Data listing:
— start —

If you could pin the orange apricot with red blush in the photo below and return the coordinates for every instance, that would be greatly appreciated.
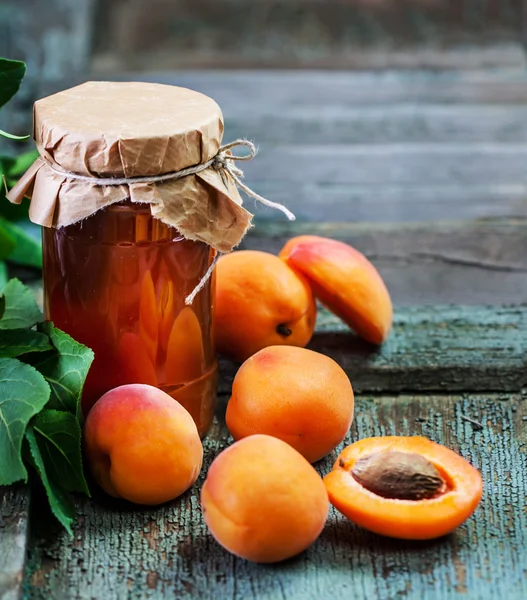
(263, 501)
(404, 487)
(142, 445)
(345, 281)
(298, 395)
(260, 302)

— end —

Brief: Reproduce the lines above verbatim, leaving out the picture.

Completed exercise:
If you could pin the orange apricot with red blush in the photo below and return the coordinates for every instance, that would be greatly appreciated.
(263, 501)
(404, 487)
(142, 445)
(345, 281)
(298, 395)
(260, 302)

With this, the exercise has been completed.